Source excerpt:
______________________________

Handlers#

Some of the core functionality provided by fourinsight.engineroom.utils relies on handlers that facilitate downloading and uploading of text content from/to a source. The source can be a local file, an Azure Storage Blob, or any other suitable storage place. Two handlers, the LocalFileHandler and the AzureBlobHandler, are available out-of-the-box. Custom handlers are easily set up by inheriting from BaseHandler.

The LocalFileHandler is used to store text content in a local file.

from fourinsight.engineroom.utils import LocalFileHandler


handler = LocalFileHandler(<file-path>)

The AzureBlobHandler is used to store text content in Azure Blob Storage.

from fourinsight.engineroom.utils import AzureBlobHandler


# Instantiate from a connection string
handler = AzureBlobHandler(conn_str, container_name, blob_name)

# Instantiate from a container-level SAS URL
handler = AzureBlobHandler.from_container_url(container_url, blob_name)

The handlers behave like ‘streams’, and provide all the normal stream capabilities. Downloading and uploading is done by a push/pull strategy; content is retrieved from the source by a pull() request, and uploaded to the source by a push(). Correspondingly, reading and writing to the handler is done using read() and write().

For reading from handlers:

# Pull stream
handler.pull()

# Read stream content
handler.seek(0)
handler.read()

and writing to handlers:

# Write text content to stream
handler.write("Hello, World!")

# Push stream content
handler.push()

More interestingly, handler can also be used with pandas.read_csv():

# Pull stream w/ CSV content
handler.pull()

# Load stream content as 'pandas.DataFrame'
handler.seek(0)
df = pd.read_csv(handler, index_col=0)

and pandas.DataFrame.to_csv():

df = pd.DataFrame({"Hello": [1, 2], "World!": [3, 4]})

# Write 'pandas.DataFrame' to stream
df.to_csv(handler)

# Push stream content
handler.push()

Important

Remember to perform seek(0) to go to the beginning of the stream before reading.

Custom handlers#

The custom handler must inherit from BaseHandler, and override the two abstract methods, _push() and _pull(). It is recommended to also set the class variable, _SOURCE_NOT_FOUND_ERROR, to the type of exception that is expected to be raised if the source file can not be read. The example below shows how you can set up a custom handler based on FTP.

______________________________

Given records:
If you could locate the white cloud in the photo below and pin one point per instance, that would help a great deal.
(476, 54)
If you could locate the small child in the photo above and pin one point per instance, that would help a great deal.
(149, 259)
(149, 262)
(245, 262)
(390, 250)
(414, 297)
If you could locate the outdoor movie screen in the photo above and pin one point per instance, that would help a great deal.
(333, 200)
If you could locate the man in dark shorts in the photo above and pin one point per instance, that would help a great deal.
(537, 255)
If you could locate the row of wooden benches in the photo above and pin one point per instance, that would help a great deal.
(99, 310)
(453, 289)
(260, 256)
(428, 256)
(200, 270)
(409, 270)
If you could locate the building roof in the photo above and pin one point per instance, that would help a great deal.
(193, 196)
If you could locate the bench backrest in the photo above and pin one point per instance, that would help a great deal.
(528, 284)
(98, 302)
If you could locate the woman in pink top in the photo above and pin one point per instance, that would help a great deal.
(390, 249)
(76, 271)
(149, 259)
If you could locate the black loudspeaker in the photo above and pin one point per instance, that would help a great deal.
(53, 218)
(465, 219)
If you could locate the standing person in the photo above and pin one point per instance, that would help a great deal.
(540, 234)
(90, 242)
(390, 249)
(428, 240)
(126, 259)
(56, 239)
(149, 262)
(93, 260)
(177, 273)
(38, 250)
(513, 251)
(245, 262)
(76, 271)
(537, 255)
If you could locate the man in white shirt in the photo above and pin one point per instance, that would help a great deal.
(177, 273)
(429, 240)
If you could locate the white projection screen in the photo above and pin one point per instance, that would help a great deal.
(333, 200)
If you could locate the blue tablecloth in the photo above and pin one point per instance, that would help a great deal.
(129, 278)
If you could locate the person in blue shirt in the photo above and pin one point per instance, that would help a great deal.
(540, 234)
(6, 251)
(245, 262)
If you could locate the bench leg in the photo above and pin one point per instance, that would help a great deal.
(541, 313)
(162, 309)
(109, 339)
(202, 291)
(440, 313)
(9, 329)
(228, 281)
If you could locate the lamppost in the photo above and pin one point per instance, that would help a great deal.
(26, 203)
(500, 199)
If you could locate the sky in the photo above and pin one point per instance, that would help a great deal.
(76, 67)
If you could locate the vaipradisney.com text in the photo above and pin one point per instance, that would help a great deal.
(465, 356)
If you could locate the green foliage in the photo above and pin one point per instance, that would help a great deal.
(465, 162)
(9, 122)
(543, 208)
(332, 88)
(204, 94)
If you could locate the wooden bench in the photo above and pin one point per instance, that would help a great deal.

______________________________

Task requirements:
- A) Revise the handlers documentation from "# Write 'pandas.DataFrame'" through "based on FTP.", substituting "advised" for "recommended".
- B) Carry the handlers documentation forward, starting after its final sentence.

Results for the exercise:
- A)
# Write 'pandas.DataFrame' to stream
df.to_csv(handler)

# Push stream content
handler.push()

Important

Remember to perform seek(0) to go to the beginning of the stream before reading.

Custom handlers#

The custom handler must inherit from BaseHandler, and override the two abstract methods, _push() and _pull(). It is advised to also set the class variable, _SOURCE_NOT_FOUND_ERROR, to the type of exception that is expected to be raised if the source file can not be read. The example below shows how you can set up a custom handler based on FTP.

- B)
from io import BytesIO
from ftplib import FTP, error_perm
from fourinsight.engineroom.utils.core import BaseHandler


class FTPHandler(BaseHandler):
    """
    Handler for push/pull text content to/from an FTP server file.

    Parameters
    ----------
    host : str
        FTP host.
    user: str
        FTP user.
    passwd : str
        FTP password.
    folder : str
        Folder where the file should be stored.
    filename : str
        Filename.
    """
    _SOURCE_NOT_FOUND_ERROR = error_perm

    def __init__(self, host, user, passwd, folder, filename):
        self._folder = folder
        self._filename = filename
        self._ftp = FTP(host=host, user=user, passwd=passwd)
        self._cwd(self._folder)
        super().__init__()

    def _cwd(self, folder):
        """
        Change current working directory, and make it if it does not exist.
        """
        try:
            self._ftp.cwd(folder)
        except error_perm:
            self._ftp.mkd(folder)
            self._ftp.cwd(folder)

    def _pull(self):
        """
        Pull text content from FTP server, and write the string to stream.

        Returns
        -------
        int
            Number of characters written to stream (which is always equal to the
            length of the string).
        """
        with BytesIO() as binary_content:
            self._ftp.retrbinary("RETR " + self._filename, binary_content.write)
            characters_written = self.write(binary_content.getvalue().decode(self.encoding))

        return characters_written

    def _push(self):
        """
        Push the stream content to source.
        """
        self.seek(0)
        self._ftp.storbinary("STOR " + self._filename, self.buffer)